=== RECORDS PROVIDED ===
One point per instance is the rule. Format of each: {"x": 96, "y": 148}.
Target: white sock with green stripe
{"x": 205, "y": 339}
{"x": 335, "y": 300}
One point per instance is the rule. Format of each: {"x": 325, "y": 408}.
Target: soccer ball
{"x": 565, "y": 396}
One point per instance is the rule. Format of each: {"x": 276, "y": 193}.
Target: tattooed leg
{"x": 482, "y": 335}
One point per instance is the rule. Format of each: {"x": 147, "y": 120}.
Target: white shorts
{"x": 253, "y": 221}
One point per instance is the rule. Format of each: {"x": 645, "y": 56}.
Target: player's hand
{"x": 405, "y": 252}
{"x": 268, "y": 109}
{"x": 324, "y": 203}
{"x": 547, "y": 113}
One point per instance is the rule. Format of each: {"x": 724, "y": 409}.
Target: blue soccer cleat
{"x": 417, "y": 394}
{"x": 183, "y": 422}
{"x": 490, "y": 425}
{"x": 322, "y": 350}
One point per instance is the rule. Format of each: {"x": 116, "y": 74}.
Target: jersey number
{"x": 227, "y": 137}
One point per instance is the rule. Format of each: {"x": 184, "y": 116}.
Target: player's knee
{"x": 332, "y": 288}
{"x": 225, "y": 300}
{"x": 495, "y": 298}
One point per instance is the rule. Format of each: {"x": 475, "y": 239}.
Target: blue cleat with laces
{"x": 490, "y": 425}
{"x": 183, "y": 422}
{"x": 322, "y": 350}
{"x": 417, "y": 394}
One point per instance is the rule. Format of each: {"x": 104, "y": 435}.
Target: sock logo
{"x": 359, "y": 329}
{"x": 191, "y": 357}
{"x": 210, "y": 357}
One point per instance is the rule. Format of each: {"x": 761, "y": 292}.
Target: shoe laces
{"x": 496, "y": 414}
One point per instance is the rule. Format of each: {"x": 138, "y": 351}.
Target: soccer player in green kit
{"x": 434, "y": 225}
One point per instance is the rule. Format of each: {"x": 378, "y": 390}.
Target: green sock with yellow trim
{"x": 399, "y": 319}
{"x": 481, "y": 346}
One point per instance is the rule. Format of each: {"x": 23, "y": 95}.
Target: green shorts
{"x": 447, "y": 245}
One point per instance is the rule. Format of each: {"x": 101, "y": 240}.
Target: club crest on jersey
===
- WHAT YOU NEED TO DO: Here, the records must be output exactly and in full.

- ANSWER BOX:
One point per instance is the rule. Format of each: {"x": 96, "y": 148}.
Target: white sock with green stripe
{"x": 205, "y": 339}
{"x": 335, "y": 300}
One point per instance is the rule. Format of each: {"x": 325, "y": 408}.
Target: soccer ball
{"x": 565, "y": 396}
One point per instance is the rule. Format of each: {"x": 276, "y": 193}.
Target: tattooed leg
{"x": 482, "y": 335}
One point per instance is the rule. Format of each: {"x": 147, "y": 120}.
Target: white shorts
{"x": 253, "y": 221}
One point per instance is the rule. Format of each: {"x": 645, "y": 56}.
Target: player's hand
{"x": 405, "y": 252}
{"x": 268, "y": 109}
{"x": 324, "y": 203}
{"x": 547, "y": 113}
One point per instance is the rule. Format of each: {"x": 724, "y": 409}.
Target: blue soccer cleat
{"x": 417, "y": 394}
{"x": 183, "y": 422}
{"x": 490, "y": 425}
{"x": 322, "y": 350}
One point per instance is the rule. Format of each: {"x": 116, "y": 74}.
Target: jersey number
{"x": 227, "y": 137}
One point per instance is the rule. Format of each: {"x": 184, "y": 116}.
Target: player's knee
{"x": 332, "y": 288}
{"x": 225, "y": 300}
{"x": 495, "y": 298}
One point per instance is the rule. Format of each: {"x": 475, "y": 239}.
Target: blue cleat with laces
{"x": 490, "y": 425}
{"x": 183, "y": 422}
{"x": 322, "y": 350}
{"x": 417, "y": 394}
One point per instance is the rule. Format of each: {"x": 104, "y": 435}.
Target: sock logo
{"x": 359, "y": 329}
{"x": 191, "y": 357}
{"x": 210, "y": 357}
One point per instance is the rule. Format of each: {"x": 761, "y": 292}.
Target: shoe laces
{"x": 496, "y": 414}
One point per instance is the rule. Format of each: {"x": 138, "y": 351}.
Target: soccer player in green kit
{"x": 434, "y": 225}
One point per instance is the rule. Format of each: {"x": 378, "y": 390}.
Target: green sock with yellow trim
{"x": 399, "y": 319}
{"x": 481, "y": 346}
One point per instance is the rule. Format of each: {"x": 23, "y": 95}.
Target: green shorts
{"x": 447, "y": 245}
One point per instance is the rule. Format of each: {"x": 101, "y": 240}.
Target: club crest on jersey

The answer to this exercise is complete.